■ **Texte à lire**

☆ ☆ ☆ ☆ ☆ ☆ ☆

D’autant, fait valoir Bedoumra Kordjé, que les questions qui sous-tendent les conflits – rareté des ressources ou intolérance ethnique et religieuse – doivent être pris en compte dans le processus de planification des programmes de la BAD. Un discours qui a un écho particulier quand on connaît l’image du Tchad et la position qu’il occupe dans la lutte contre le terrorisme aux yeux de certaines puissances européennes et américaines, par ailleurs actionnaires de la Banque. Le président Idriss Déby Itno, qui a endossé depuis quelque temps l’uniforme de chef de guerre contre les groupes islamistes à travers le Sahel – y compris dans le nord du Nigeria -, a beaucoup voyagé et mené un intense lobbying en faveur de son candidat. Bedoumra Kordjé espère qu’il fera pencher la balance en sa faveur.

Son programme

Bedoumra Kordjé décline sa vision pour la BAD et pour le développement de l’Afrique en cinq priorités. Il préconise d’abord la création d’un marché africain grâce à l’accélération de l’intégration économique régionale, la construction rapide d’infrastructures physiques (transports, énergie et TIC) et le soutien aux communautés économiques régionales pour la mise en oeuvre de programmes d’intégration.

Le ministre tchadien insiste aussi sur l’emploi des jeunes et l’autonomisation des femmes, « une priorité absolue pour un développement inclusif et durable du continent ». Puis il met en avant la promotion d’un capital humain formé, éduqué et en bonne santé pour une Afrique qui maîtrise le savoir et son destin.

Il souhaite aussi prendre en compte les questions de paix, de sécurité et de gouvernance dans la conception et la mise en oeuvre des programmes de développement. Enfin, il ambitionne de transformer la BAD en une institution plus innovante et efficace.

☆ ☆ ☆ ☆ ☆ ☆ ☆

■ **Vos tâches**
#1 Reproduisez à l'identique, dans le texte sur Bedoumra Kordjé, tout ce qui va de « Le ministre tchadien » jusqu'à « innovante et efficace. ».
#2 Dans le texte sur Bedoumra Kordjé, en combien de priorités décline-t-il sa vision pour la BAD et pour le développement de l'Afrique ?
Vous n'aurez pas besoin des enregistrements.

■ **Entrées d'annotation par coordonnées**
☆ ☆ ☆ ☆ ☆ ☆ ☆

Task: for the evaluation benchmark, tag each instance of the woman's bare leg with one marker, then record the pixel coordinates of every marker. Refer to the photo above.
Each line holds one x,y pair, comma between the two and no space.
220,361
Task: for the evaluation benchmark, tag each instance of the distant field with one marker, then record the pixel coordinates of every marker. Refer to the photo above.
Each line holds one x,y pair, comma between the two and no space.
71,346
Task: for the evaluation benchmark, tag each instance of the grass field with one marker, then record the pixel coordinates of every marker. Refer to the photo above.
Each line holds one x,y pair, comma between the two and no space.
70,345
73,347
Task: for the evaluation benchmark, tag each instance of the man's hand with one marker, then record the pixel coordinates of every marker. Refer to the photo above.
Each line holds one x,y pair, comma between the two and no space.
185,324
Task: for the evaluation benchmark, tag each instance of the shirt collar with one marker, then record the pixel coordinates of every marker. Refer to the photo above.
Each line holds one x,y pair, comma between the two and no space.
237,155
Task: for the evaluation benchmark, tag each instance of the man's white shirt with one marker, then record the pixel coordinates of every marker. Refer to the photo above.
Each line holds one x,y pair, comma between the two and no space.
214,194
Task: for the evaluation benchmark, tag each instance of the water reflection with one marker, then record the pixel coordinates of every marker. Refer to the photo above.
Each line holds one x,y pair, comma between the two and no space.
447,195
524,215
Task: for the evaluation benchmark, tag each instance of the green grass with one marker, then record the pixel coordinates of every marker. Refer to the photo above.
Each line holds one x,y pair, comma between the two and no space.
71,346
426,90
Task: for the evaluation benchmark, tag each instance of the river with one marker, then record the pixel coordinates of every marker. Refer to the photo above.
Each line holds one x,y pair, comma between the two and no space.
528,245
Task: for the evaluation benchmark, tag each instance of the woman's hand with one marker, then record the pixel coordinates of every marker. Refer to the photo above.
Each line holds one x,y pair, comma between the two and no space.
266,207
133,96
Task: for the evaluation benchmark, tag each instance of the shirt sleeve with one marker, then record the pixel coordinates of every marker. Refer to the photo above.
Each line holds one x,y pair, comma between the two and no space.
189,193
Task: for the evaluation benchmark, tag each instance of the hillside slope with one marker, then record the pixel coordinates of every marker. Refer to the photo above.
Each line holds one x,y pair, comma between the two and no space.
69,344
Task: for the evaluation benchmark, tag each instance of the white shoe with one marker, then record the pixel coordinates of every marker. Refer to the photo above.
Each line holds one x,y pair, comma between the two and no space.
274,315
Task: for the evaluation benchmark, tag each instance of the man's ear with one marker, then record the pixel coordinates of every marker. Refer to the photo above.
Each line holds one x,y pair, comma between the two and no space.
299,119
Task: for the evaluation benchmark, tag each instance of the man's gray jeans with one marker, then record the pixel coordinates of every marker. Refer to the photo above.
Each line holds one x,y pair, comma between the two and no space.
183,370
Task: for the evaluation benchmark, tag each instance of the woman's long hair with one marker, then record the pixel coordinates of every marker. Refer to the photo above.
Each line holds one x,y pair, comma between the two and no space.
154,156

☆ ☆ ☆ ☆ ☆ ☆ ☆

■ **Réponses aux tâches**
#1
Le ministre tchadien insiste aussi sur l’emploi des jeunes et l’autonomisation des femmes, « une priorité absolue pour un développement inclusif et durable du continent ». Puis il met en avant la promotion d’un capital humain formé, éduqué et en bonne santé pour une Afrique qui maîtrise le savoir et son destin.

Il souhaite aussi prendre en compte les questions de paix, de sécurité et de gouvernance dans la conception et la mise en oeuvre des programmes de développement. Enfin, il ambitionne de transformer la BAD en une institution plus innovante et efficace.

#2 En cinq priorités.